15 Alternate Versions Of Superman That Are Much Darker Than Him

Superman is arguably the most recognizable superhero of all-time. He’s graced thousands of front covers and headlined numerous titles and storylines in his impressive 80-year history. We’ve had various live action adaptations of the hero, most recently with Henry Cavill and Tyler Hoechlin stepping into the iconic blue suit and flowing red cape. He fights for truth, justice and the American way. Whilst he might be a refugee from a dying alien world, Superman strives to be the icon to lead humanity in a greater direction. But what if he wasn’t?

What would happen if he crash landed in a completely different location or timeline instead of Kansas with Ma and Pa Kent? What if you combine Superman’s backstory with another iconic hero? It’s these questions that many comic book writers and artists have toyed with for years in alternate Earths and Elseworlds stories. Giving an alternative take on one of the world’s most popular characters can be hugely fascinating. Some of these versions are devilish, pure evil and downright destructive. There’s a certain level of poetic irony that the world’s greatest hero can also be its greatest villain. Here are 15 alternate versions of Superman that are much darker than him.


Let’s face it, one of the most popular tropes when doing an alternative hero, is to imagine what they’d be like as a Nazi. Because they are the epitome of evil, they’re the worst thing that a hero could be. There’s no real coming back from that. Instead of landing in Kansas, Superman/Kal-L as he was known/Overman landed in Nazi Germany and Hitler used the rocket’s technology to win the war.

Scientists created two beings that could rival Overman, one of which became Overgirl and the two became quite close. The other became a monster. Overman wore a high collared costume with a single bolt of lightning instead of where an ‘S’ should be on his chest. There’s no redemption for this version of the Man of Steel.


Alex Ross’ storyline sees a future where the Justice League have stood down, and Superman has gone into self-exile after a new superhero, Magog, has shown the world a brutal new method of superheroics: murder. But this darker version of Superman is the closest to his usual self than any other on his list. He still holds all the ideals and values that Clark usually does, but when pushed to the limit, Superman uses extreme violence as a lesson.

Towards the end of the book, Captain Marvel sacrifices himself to stop a nuclear bomb, and although there are survivors -- they number in the few and many metahumans are killed in the process. Enraged at the loss of life, Superman flies to the U.N. and brings the building crashing down upon those inside, as revenge for the nuclear bomb.


Etrigan the Demon is sent to Earth-13 after his world, Kamelot was about to be destroyed. When he gets there, he joins the League of Shadows in their fight against evil. But if the League are fighting something evil, that’s when you know it’s bad. He winds up fighting a horde of vampires that had originally overrun his home planet.

His suit is a combination of Etrigan’s usual monstrous appearance and outfit, with a fiery ‘S’ emblem on his chest. He’s given the name Superdemon, because maybe Etrigan is a common name on Kamelot and he didn’t want to be discovered. But when he and the rest of Earth 13’s League of Shadows faced off against the demons, Superdemon was forced to battle the Vampire Ultraman. No we’re not joking -- this is real.


In the time after Superman’s death at the hands of Doomsday, a number of would-be Supermen arose to take up the mantle (read “Reign of the Supermen”). The Eradicator was originally a Kryptonian weapon and has frequently been a supervillain as well as a superhero at times. But during his time masquerading as the Man of Steel, he dished out his own brand of brutal justice.

Data entries
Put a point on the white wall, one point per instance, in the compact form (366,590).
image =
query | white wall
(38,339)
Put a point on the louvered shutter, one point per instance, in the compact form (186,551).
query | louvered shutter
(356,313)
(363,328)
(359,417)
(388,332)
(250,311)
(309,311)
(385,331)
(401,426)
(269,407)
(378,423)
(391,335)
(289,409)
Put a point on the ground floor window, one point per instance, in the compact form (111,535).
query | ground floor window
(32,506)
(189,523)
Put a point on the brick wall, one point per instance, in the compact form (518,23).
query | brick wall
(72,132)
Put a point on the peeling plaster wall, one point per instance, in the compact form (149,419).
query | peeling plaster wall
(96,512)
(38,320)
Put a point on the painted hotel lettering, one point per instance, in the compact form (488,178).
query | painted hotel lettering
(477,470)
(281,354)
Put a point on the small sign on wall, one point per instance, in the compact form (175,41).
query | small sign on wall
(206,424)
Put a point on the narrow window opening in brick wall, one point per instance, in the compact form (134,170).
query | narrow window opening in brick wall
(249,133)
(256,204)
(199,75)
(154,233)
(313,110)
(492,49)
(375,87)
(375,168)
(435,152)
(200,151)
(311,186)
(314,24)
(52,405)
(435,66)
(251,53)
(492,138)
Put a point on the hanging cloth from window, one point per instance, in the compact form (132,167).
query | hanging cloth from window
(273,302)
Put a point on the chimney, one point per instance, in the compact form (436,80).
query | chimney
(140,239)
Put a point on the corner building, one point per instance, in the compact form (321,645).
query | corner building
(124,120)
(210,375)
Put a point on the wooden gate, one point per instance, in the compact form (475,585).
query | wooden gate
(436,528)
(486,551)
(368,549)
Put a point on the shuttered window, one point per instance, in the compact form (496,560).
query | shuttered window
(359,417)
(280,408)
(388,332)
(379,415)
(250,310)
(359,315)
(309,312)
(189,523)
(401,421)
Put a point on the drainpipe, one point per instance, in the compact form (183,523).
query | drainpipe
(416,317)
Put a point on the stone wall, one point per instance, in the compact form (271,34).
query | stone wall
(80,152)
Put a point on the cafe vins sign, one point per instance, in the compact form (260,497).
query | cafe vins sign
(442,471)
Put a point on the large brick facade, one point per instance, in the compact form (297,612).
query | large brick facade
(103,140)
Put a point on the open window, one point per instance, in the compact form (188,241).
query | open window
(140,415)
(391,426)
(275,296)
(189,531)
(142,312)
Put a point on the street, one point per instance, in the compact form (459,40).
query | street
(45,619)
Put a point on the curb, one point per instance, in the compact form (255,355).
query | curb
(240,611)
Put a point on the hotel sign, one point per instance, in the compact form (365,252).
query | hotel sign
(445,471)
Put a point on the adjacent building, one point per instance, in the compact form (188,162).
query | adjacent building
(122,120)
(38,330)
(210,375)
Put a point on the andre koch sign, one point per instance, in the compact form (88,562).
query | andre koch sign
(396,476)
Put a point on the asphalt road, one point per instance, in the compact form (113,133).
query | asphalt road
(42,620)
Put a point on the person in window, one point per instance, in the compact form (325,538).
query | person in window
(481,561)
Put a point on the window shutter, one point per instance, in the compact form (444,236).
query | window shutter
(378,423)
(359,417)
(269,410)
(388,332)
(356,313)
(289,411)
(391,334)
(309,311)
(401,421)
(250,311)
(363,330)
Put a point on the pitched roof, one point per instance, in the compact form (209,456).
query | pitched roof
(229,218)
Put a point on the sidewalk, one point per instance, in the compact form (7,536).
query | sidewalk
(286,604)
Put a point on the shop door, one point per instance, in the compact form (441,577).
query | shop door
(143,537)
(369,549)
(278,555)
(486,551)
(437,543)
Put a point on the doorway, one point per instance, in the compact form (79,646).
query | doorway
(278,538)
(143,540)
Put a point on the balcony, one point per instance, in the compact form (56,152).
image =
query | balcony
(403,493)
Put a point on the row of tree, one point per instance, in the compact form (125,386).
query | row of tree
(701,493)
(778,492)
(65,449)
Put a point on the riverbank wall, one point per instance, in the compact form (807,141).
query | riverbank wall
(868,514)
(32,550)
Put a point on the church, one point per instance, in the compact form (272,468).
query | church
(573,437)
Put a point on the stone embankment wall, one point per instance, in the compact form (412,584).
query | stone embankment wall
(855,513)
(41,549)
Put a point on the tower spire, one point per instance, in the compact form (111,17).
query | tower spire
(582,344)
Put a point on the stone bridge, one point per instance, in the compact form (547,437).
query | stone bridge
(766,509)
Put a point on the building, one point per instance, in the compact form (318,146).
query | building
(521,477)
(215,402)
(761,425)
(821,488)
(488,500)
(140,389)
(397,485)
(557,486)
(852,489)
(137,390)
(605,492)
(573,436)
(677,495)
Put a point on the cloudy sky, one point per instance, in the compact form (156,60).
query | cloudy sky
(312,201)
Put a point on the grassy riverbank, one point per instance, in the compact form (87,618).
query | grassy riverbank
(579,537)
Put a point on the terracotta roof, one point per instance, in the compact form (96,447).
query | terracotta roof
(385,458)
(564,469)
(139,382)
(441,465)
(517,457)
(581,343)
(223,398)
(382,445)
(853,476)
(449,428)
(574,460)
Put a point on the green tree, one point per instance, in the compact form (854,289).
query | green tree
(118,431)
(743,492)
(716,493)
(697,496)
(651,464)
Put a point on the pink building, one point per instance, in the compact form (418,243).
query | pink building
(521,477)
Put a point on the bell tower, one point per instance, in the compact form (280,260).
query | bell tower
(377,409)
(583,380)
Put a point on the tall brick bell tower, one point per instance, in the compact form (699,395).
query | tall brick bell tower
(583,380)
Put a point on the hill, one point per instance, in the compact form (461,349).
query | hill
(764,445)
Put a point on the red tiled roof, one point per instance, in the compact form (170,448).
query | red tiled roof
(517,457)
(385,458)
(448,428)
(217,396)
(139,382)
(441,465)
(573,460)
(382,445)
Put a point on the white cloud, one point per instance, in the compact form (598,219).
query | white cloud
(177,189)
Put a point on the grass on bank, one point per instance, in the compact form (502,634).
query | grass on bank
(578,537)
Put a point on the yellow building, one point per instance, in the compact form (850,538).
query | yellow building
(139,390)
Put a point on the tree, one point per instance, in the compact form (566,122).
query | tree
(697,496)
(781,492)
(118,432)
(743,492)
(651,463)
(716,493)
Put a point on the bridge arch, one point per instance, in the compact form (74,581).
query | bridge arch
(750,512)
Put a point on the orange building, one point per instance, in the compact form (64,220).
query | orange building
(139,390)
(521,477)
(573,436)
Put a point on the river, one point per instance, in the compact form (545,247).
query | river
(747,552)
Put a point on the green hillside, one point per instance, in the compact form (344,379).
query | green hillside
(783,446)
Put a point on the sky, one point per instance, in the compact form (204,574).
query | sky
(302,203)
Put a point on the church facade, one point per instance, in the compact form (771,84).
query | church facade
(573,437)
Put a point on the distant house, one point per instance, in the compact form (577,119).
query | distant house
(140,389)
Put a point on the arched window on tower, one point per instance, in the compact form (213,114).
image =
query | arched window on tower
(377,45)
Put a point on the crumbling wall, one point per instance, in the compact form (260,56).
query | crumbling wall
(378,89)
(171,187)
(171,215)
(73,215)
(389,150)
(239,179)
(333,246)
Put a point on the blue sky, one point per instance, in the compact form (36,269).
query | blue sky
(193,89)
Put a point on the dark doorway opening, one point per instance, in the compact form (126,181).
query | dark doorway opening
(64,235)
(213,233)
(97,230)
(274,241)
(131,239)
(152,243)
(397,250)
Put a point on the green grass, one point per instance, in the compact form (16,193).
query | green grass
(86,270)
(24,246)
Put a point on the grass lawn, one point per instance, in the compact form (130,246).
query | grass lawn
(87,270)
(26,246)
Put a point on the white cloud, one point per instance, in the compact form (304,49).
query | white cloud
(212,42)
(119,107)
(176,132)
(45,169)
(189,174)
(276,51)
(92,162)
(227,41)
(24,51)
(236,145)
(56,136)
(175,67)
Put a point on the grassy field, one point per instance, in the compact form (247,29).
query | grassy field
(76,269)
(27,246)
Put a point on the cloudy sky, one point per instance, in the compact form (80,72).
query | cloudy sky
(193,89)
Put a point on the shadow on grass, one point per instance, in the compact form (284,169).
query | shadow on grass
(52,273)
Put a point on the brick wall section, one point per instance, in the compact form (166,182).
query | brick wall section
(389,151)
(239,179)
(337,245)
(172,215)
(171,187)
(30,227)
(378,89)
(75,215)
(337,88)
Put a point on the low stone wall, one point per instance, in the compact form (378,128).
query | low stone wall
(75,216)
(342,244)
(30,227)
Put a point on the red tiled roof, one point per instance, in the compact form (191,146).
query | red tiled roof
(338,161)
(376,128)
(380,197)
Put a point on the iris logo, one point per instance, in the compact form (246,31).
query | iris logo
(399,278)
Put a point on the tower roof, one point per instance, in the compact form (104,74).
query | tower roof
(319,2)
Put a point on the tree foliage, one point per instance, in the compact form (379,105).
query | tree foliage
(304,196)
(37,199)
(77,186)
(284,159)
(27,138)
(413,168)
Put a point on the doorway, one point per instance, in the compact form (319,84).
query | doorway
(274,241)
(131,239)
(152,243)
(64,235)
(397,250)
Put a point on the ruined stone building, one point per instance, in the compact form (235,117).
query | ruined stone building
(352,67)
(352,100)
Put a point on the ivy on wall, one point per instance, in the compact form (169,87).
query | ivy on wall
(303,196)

> [DIRECTION]
Return the passage of the article on darker alternate versions of Superman between "Towards the end" and "the nuclear bomb.", inclusive.

> [RESULT]
Towards the end of the book, Captain Marvel sacrifices himself to stop a nuclear bomb, and although there are survivors -- they number in the few and many metahumans are killed in the process. Enraged at the loss of life, Superman flies to the U.N. and brings the building crashing down upon those inside, as revenge for the nuclear bomb.